Gather every line in the entries below that contains the word "front", and copy each such line in full.

● EXTRACTED ENTRIES
┌──
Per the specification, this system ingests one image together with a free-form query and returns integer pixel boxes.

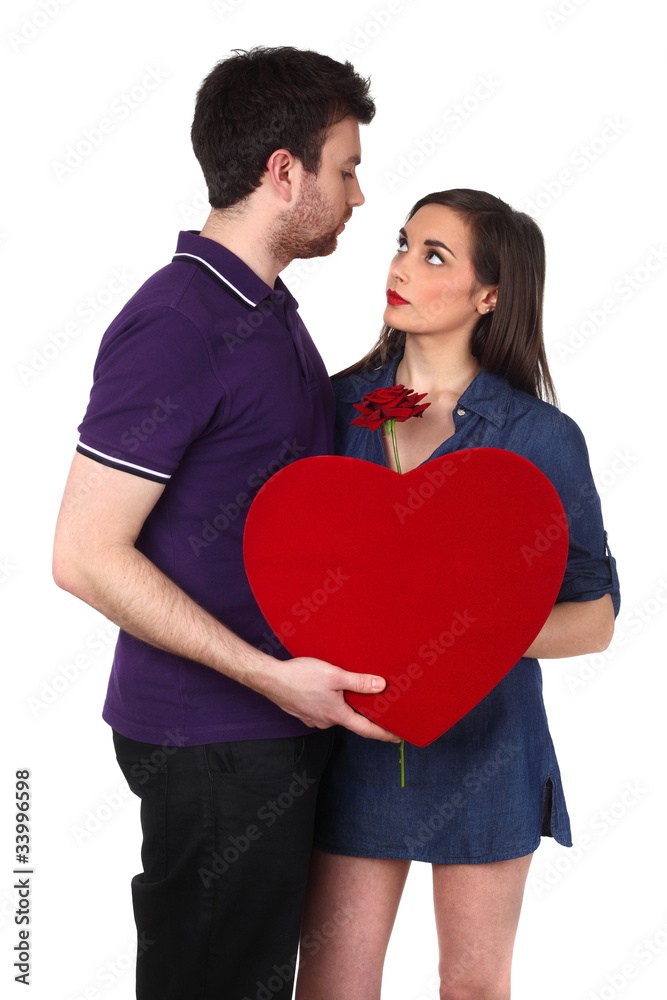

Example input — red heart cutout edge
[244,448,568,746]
└──
┌──
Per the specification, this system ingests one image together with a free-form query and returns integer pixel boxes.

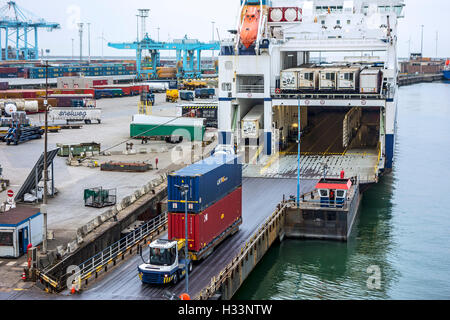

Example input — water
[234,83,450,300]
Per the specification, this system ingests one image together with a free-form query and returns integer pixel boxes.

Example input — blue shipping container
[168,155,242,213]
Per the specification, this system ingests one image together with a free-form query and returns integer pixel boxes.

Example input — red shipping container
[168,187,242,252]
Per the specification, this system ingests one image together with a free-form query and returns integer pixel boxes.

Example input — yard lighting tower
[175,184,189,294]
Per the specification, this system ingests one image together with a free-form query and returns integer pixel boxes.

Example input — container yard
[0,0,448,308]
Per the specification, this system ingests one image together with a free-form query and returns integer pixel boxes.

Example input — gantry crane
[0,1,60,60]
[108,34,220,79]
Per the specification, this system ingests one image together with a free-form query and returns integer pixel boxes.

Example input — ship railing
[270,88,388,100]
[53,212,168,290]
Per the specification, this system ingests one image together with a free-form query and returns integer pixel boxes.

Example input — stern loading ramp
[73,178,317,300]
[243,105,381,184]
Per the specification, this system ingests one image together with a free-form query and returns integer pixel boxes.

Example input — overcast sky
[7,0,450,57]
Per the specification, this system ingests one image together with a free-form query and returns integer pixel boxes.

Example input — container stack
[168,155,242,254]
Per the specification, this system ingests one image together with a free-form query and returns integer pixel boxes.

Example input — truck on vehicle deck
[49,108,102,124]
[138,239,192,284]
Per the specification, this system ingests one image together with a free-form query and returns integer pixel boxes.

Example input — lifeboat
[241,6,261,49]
└──
┌──
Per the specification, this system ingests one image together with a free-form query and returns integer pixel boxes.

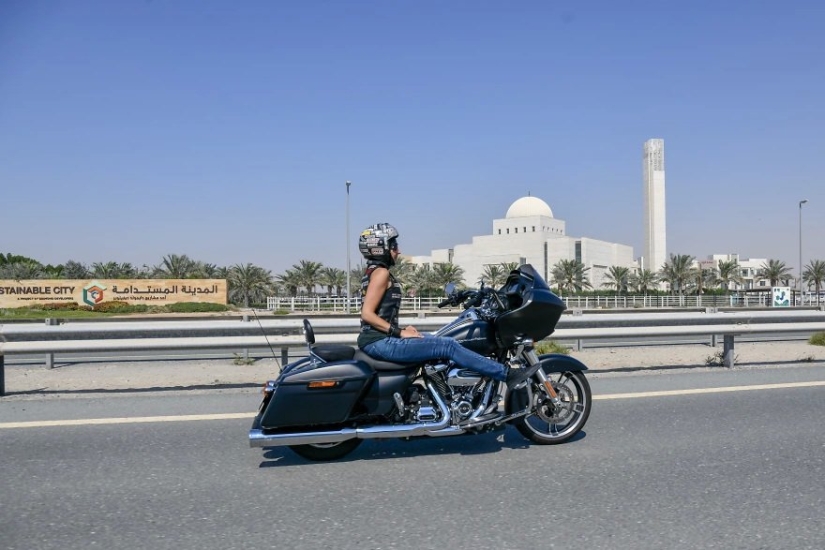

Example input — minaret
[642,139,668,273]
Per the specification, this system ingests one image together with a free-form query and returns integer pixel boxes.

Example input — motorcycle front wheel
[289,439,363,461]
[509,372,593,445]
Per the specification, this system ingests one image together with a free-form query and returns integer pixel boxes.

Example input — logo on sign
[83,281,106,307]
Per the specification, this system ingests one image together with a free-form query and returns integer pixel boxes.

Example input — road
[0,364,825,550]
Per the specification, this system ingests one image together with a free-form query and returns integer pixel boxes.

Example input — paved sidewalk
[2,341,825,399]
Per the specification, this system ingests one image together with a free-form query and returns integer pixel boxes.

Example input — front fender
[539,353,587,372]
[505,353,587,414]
└──
● TASK RESULT
Example input — motorcycle front wheel
Example input — front fender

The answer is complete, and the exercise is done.